----- PROVIDED RECORDS
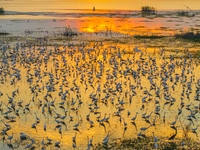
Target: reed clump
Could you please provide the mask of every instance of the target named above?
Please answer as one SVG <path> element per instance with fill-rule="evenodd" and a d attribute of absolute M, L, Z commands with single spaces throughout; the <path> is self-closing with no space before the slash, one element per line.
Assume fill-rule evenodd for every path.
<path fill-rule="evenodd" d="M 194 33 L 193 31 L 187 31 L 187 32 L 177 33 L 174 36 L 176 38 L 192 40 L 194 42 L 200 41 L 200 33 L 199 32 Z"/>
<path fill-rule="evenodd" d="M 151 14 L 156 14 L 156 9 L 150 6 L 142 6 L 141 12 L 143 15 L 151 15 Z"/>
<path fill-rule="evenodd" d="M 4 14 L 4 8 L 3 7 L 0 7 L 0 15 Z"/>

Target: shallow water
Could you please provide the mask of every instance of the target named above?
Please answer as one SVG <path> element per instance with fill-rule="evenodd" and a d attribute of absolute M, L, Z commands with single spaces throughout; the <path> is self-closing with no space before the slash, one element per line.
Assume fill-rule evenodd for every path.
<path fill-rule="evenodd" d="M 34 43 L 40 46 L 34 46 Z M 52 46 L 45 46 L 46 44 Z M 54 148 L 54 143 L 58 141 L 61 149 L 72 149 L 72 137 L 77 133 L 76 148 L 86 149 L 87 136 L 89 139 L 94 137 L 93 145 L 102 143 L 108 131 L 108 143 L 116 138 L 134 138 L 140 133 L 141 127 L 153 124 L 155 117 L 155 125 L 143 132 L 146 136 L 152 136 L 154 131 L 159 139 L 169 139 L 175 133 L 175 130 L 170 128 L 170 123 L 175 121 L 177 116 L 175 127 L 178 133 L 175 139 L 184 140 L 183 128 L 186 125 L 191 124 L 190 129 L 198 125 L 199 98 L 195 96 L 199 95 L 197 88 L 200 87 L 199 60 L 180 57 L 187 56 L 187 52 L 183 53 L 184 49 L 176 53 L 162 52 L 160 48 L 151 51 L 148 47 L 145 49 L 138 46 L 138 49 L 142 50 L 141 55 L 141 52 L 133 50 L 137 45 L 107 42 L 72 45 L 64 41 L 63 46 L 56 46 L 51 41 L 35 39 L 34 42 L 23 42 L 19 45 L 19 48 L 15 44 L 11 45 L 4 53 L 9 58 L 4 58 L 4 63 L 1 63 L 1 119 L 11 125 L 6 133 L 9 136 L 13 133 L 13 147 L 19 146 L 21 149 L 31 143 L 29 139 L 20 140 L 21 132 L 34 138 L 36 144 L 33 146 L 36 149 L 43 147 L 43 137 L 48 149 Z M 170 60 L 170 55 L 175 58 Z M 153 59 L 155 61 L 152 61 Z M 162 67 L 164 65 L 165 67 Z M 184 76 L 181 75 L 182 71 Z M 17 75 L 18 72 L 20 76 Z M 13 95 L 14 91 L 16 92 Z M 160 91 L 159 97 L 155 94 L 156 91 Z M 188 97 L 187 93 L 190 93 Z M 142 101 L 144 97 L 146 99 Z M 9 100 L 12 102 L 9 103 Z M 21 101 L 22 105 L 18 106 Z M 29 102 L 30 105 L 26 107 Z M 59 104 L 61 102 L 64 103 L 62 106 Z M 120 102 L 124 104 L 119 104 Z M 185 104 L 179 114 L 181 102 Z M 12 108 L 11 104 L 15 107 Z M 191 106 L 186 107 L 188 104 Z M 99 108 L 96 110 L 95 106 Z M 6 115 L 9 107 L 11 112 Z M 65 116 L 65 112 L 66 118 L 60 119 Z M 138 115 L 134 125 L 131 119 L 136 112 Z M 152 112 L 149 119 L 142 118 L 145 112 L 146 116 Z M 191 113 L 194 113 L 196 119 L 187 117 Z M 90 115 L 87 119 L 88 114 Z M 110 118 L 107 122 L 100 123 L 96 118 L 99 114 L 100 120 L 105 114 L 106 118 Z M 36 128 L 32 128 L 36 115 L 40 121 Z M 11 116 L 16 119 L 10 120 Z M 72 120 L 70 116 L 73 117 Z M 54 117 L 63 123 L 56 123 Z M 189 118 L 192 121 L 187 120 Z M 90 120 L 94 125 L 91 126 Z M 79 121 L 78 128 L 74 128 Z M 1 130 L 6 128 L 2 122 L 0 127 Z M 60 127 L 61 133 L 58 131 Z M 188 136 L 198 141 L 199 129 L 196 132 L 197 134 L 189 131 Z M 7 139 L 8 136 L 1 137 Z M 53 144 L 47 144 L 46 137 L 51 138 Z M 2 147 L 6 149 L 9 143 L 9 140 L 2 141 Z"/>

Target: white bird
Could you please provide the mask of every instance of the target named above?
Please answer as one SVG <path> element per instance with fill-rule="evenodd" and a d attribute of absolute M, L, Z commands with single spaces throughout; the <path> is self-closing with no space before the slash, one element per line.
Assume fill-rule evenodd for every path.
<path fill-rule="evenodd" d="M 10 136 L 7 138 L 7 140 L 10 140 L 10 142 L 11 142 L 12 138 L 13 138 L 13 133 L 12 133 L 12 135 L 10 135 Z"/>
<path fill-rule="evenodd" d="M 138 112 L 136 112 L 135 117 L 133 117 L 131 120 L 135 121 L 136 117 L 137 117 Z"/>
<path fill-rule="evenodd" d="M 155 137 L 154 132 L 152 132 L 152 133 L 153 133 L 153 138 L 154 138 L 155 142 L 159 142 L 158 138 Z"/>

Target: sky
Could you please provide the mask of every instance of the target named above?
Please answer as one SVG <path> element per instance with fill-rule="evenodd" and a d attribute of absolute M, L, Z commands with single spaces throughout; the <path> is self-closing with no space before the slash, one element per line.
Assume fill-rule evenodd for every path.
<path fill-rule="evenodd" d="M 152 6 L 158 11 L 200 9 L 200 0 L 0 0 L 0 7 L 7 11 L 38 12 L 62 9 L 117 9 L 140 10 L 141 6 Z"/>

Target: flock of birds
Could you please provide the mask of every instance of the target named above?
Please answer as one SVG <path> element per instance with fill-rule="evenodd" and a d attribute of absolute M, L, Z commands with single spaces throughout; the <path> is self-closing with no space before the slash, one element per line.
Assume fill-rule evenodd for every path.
----------
DIRECTION.
Could you convert every line of the entries above into a JSON list of strings, one string per line, with blank lines and the pictures left out?

SOLUTION TO THIS EXERCISE.
[
  "Target: reed clump",
  "Could you please provide the mask of every instance of the target named above?",
  "Please answer as one SVG <path> element per instance with fill-rule=\"evenodd\" and a d attribute of absolute M, L, Z commands with single spaces throughout; the <path> is self-closing with no space before the slash, one element per line.",
  "Assume fill-rule evenodd for every path.",
  "<path fill-rule=\"evenodd\" d=\"M 194 33 L 193 31 L 187 31 L 187 32 L 177 33 L 174 36 L 176 38 L 192 40 L 194 42 L 200 41 L 200 33 L 199 32 Z\"/>",
  "<path fill-rule=\"evenodd\" d=\"M 151 14 L 156 14 L 156 9 L 150 6 L 142 6 L 141 12 L 143 15 L 151 15 Z\"/>",
  "<path fill-rule=\"evenodd\" d=\"M 4 14 L 4 8 L 3 7 L 0 7 L 0 15 Z\"/>",
  "Target: shallow water",
  "Could you please provide the mask of every instance of the target named above?",
  "Please answer as one SVG <path> element per instance with fill-rule=\"evenodd\" and a d attribute of absolute M, L, Z commands with single spaces throughout; the <path> is self-closing with no space before the slash, one element per line.",
  "Assume fill-rule evenodd for every path.",
  "<path fill-rule=\"evenodd\" d=\"M 34 43 L 40 46 L 34 46 Z M 52 46 L 45 46 L 46 44 Z M 54 148 L 54 143 L 58 141 L 61 149 L 72 149 L 72 137 L 77 133 L 76 148 L 86 149 L 87 136 L 89 139 L 94 137 L 93 145 L 102 143 L 108 131 L 108 143 L 116 138 L 134 138 L 140 133 L 141 127 L 153 124 L 155 117 L 155 125 L 143 132 L 146 136 L 152 136 L 154 131 L 159 139 L 169 139 L 175 133 L 175 130 L 170 128 L 170 123 L 175 121 L 177 116 L 175 127 L 178 133 L 175 139 L 184 140 L 183 128 L 186 125 L 191 124 L 190 129 L 198 125 L 199 98 L 195 96 L 199 95 L 197 88 L 200 87 L 199 60 L 180 57 L 187 56 L 187 52 L 183 53 L 184 49 L 176 53 L 162 52 L 160 48 L 151 51 L 148 47 L 145 49 L 138 46 L 138 49 L 142 50 L 141 55 L 141 52 L 133 50 L 137 45 L 107 42 L 72 45 L 64 41 L 63 46 L 56 46 L 51 41 L 35 39 L 34 42 L 23 42 L 19 45 L 19 48 L 15 44 L 11 45 L 4 53 L 9 58 L 4 58 L 4 63 L 1 63 L 1 119 L 11 125 L 6 133 L 9 136 L 13 133 L 13 147 L 19 146 L 21 149 L 31 143 L 29 139 L 20 140 L 21 132 L 34 138 L 36 144 L 33 146 L 36 149 L 43 147 L 43 137 L 48 149 Z M 170 60 L 170 55 L 175 58 Z M 153 59 L 155 61 L 152 61 Z M 162 67 L 164 65 L 165 67 Z M 184 76 L 181 75 L 182 71 Z M 17 75 L 18 72 L 20 76 Z M 13 95 L 14 91 L 16 92 Z M 160 91 L 159 97 L 155 94 L 156 91 Z M 188 97 L 187 93 L 190 93 Z M 142 101 L 144 97 L 146 99 Z M 9 100 L 12 102 L 9 103 Z M 21 101 L 22 105 L 18 106 Z M 29 102 L 30 105 L 26 107 Z M 59 104 L 61 102 L 64 103 L 62 106 Z M 120 102 L 124 104 L 119 104 Z M 185 104 L 179 114 L 181 102 Z M 12 108 L 11 104 L 15 107 Z M 191 106 L 186 107 L 188 104 Z M 99 108 L 96 110 L 95 106 Z M 6 115 L 9 107 L 11 112 Z M 65 116 L 65 112 L 66 118 L 60 119 Z M 138 115 L 134 125 L 131 119 L 136 112 Z M 152 112 L 149 119 L 142 118 L 145 112 L 146 116 Z M 191 113 L 194 113 L 196 119 L 187 117 Z M 90 115 L 87 119 L 88 114 Z M 110 118 L 107 122 L 100 123 L 96 118 L 99 114 L 100 120 L 105 114 L 106 118 Z M 36 128 L 32 128 L 36 115 L 40 121 Z M 11 116 L 16 119 L 10 120 Z M 72 120 L 70 116 L 73 117 Z M 54 117 L 63 123 L 56 123 Z M 189 118 L 192 121 L 187 120 Z M 90 120 L 94 125 L 91 126 Z M 79 121 L 78 128 L 74 128 Z M 1 130 L 6 128 L 2 122 L 0 127 Z M 60 127 L 61 133 L 58 131 Z M 188 136 L 198 141 L 199 129 L 196 132 L 197 134 L 189 131 Z M 7 139 L 8 136 L 1 137 Z M 53 144 L 47 144 L 46 137 L 51 138 Z M 2 147 L 6 149 L 9 143 L 9 140 L 2 141 Z\"/>",
  "Target: white bird",
  "Could you please provide the mask of every instance of the target named above?",
  "Please answer as one SVG <path> element per instance with fill-rule=\"evenodd\" and a d attribute of absolute M, L, Z commands with single spaces throughout; the <path> is self-closing with no space before the slash, one element per line.",
  "Assume fill-rule evenodd for every path.",
  "<path fill-rule=\"evenodd\" d=\"M 10 136 L 7 138 L 7 140 L 10 140 L 10 142 L 11 142 L 12 138 L 13 138 L 13 133 L 12 133 L 12 135 L 10 135 Z\"/>",
  "<path fill-rule=\"evenodd\" d=\"M 138 112 L 136 112 L 135 117 L 133 117 L 131 120 L 135 121 L 136 117 L 137 117 Z\"/>",
  "<path fill-rule=\"evenodd\" d=\"M 155 137 L 154 132 L 152 132 L 152 133 L 153 133 L 153 138 L 154 138 L 155 142 L 159 142 L 158 138 Z\"/>",
  "Target: sky",
  "Could you please provide the mask of every instance of the target named above?",
  "Please answer as one SVG <path> element per instance with fill-rule=\"evenodd\" and a d attribute of absolute M, L, Z commands with single spaces throughout; the <path> is self-closing with no space before the slash, one element per line.",
  "Assume fill-rule evenodd for every path.",
  "<path fill-rule=\"evenodd\" d=\"M 152 6 L 158 11 L 200 9 L 200 0 L 0 0 L 0 7 L 7 11 L 38 12 L 62 9 L 117 9 L 140 10 L 141 6 Z\"/>",
  "Target: flock of birds",
  "Could you please provide the mask of every instance of the target named above?",
  "Please answer as one SVG <path> element per instance with fill-rule=\"evenodd\" and a d attribute of absolute M, L, Z commands with single spaces throughout; the <path> is self-closing with no space before the slash, one element per line.",
  "Assume fill-rule evenodd for every path."
]